━━━ Record list ━━━

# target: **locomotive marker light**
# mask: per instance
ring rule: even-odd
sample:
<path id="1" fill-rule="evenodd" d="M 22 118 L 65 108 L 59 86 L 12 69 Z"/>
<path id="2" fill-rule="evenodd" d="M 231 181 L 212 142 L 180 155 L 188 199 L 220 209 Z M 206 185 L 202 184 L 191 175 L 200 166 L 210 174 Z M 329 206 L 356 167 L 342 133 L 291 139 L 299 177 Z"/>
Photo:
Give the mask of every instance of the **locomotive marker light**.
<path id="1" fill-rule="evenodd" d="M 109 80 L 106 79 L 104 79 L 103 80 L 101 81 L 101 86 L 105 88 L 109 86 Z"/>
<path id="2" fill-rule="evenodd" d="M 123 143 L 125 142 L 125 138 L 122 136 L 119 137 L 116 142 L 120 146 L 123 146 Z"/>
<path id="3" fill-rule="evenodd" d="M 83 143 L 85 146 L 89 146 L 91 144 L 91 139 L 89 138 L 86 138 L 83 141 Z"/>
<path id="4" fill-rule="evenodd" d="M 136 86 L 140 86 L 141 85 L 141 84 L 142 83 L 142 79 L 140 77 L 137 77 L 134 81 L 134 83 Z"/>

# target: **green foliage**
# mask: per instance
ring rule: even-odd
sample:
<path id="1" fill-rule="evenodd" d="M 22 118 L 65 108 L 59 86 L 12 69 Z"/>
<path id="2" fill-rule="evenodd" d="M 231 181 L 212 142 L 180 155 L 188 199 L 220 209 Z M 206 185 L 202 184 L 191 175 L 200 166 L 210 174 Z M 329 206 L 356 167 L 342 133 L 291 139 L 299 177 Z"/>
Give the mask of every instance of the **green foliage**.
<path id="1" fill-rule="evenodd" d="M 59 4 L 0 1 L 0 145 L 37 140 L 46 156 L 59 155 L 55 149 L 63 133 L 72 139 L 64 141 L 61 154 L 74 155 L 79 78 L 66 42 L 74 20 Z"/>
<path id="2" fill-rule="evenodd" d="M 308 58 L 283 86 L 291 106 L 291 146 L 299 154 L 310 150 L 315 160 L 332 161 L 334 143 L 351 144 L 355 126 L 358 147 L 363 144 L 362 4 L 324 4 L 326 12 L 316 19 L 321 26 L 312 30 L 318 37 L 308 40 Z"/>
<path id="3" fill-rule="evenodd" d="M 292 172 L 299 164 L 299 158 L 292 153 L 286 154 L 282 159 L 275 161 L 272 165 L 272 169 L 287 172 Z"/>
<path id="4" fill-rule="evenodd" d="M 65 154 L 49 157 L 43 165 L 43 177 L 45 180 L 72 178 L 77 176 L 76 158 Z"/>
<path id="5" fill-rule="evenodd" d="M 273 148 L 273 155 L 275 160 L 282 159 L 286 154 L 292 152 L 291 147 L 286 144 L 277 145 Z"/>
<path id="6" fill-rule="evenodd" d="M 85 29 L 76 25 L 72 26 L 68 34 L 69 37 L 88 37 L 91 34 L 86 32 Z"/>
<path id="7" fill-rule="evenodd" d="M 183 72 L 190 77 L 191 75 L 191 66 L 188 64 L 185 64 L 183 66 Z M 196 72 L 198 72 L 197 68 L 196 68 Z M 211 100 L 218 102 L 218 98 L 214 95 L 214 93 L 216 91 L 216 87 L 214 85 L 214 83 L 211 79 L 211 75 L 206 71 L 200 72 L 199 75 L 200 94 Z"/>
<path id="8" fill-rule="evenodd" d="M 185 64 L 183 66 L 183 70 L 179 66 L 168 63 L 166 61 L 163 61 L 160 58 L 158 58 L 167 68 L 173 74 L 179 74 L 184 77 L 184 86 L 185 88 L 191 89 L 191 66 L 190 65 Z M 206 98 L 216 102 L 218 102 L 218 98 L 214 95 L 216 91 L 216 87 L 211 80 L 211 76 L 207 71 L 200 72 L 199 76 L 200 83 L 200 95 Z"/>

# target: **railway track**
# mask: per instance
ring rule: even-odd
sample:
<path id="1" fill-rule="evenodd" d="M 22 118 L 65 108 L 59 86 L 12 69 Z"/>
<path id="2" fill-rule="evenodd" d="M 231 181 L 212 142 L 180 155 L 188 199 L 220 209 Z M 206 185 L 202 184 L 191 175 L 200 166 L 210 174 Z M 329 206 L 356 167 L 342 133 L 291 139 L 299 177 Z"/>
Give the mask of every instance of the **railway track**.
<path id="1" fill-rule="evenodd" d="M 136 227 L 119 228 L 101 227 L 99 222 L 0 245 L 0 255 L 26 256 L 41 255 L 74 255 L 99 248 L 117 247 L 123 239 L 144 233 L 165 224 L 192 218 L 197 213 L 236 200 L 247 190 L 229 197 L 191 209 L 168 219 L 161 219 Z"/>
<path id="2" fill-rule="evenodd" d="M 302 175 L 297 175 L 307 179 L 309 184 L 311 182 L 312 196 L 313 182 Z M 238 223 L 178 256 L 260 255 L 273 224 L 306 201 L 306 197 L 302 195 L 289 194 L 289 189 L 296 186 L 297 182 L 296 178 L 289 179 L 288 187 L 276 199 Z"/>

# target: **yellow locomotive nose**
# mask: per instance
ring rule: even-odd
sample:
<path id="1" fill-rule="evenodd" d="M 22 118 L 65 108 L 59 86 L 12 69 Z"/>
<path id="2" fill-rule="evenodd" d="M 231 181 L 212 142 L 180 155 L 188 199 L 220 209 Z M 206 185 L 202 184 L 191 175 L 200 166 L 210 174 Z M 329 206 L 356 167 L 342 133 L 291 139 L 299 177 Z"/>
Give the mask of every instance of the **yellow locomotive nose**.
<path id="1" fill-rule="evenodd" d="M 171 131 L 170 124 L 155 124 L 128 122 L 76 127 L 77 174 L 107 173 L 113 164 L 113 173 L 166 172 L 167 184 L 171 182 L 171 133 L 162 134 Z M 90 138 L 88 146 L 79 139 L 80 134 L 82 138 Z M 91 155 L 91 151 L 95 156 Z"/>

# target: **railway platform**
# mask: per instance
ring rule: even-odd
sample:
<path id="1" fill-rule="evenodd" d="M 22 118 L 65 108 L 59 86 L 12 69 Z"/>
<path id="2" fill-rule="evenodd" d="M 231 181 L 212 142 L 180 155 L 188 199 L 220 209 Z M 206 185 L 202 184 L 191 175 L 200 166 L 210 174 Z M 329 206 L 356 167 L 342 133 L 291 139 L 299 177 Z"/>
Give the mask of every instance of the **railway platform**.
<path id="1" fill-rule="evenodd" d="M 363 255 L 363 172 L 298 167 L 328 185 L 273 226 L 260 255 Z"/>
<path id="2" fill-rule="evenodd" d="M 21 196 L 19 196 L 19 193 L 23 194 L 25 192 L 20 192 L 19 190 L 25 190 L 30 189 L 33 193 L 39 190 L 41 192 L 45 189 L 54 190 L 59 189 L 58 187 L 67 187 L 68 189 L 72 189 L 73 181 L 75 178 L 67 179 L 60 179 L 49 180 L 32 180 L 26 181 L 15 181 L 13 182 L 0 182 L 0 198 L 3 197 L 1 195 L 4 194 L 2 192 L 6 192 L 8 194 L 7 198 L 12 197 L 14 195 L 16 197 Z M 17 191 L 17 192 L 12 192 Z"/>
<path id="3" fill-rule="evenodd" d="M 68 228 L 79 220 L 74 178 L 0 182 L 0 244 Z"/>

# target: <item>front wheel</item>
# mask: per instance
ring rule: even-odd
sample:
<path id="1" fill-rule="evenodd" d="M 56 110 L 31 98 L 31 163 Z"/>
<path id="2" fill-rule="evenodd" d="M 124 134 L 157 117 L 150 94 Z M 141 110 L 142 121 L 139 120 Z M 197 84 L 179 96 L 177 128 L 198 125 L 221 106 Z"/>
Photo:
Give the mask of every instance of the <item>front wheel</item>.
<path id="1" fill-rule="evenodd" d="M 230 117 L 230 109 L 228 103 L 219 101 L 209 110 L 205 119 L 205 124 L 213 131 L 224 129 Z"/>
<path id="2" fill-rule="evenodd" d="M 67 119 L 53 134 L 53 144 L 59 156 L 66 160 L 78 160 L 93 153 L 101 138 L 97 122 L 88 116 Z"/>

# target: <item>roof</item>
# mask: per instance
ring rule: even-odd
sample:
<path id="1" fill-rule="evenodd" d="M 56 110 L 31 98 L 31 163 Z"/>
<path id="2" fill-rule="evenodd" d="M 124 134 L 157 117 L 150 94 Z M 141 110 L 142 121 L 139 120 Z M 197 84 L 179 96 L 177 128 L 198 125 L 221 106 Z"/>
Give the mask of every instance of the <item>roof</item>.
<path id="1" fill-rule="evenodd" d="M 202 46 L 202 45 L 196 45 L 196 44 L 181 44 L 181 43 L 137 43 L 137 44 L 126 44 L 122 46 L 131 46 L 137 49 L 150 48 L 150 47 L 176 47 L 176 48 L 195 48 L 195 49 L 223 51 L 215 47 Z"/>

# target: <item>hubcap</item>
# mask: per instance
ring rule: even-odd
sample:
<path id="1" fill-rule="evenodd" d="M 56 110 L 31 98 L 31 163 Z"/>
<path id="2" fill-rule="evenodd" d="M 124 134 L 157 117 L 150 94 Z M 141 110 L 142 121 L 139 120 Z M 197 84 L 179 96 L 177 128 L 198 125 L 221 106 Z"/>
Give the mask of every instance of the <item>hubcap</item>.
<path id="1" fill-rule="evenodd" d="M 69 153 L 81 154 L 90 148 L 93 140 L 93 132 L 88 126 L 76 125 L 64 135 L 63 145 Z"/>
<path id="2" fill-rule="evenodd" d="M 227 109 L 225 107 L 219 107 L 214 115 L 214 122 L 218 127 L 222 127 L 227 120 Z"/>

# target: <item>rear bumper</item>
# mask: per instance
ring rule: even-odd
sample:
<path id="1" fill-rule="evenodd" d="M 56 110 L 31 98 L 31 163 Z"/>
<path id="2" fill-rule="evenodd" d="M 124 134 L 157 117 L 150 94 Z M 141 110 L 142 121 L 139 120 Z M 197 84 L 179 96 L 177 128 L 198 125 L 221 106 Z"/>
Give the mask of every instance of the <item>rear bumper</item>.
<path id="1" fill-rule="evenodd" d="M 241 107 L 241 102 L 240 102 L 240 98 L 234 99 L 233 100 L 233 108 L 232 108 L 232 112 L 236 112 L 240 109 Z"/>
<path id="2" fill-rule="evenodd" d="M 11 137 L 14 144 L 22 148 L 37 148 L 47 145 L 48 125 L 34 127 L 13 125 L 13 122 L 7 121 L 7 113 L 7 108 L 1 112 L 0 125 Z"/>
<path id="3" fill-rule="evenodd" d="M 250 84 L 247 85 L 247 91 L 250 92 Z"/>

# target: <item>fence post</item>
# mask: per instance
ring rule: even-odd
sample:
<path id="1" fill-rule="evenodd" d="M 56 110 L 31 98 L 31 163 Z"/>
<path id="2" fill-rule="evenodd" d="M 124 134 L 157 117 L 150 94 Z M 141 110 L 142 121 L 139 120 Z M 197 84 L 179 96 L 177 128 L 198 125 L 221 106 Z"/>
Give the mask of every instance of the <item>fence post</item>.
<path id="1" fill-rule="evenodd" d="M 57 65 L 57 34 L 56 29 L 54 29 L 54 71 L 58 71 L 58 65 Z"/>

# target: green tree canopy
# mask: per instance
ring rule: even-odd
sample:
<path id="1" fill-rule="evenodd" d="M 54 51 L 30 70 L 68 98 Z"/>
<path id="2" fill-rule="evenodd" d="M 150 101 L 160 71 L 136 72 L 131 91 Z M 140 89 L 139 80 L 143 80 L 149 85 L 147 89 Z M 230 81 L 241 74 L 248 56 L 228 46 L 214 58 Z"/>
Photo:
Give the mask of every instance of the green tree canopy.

━━━

### Written problem
Please copy the lines of the listing above word for word, starting at the line that contains "# target: **railway track**" and ending at the line that contains "Give the mask of every instance of the **railway track**.", with both of those lines included.

### Result of the task
# target: **railway track**
# mask: per instance
ring rule: even-odd
sample:
<path id="1" fill-rule="evenodd" d="M 22 118 L 65 108 L 59 86 L 12 69 Z"/>
<path id="2" fill-rule="evenodd" d="M 231 181 L 212 142 L 180 155 L 188 199 L 220 209 Z M 206 185 L 202 184 L 191 175 L 200 166 L 210 174 Z M 329 206 L 356 167 L 342 133 L 291 139 L 299 177 Z"/>
Give the mask of every instance of the **railway track**.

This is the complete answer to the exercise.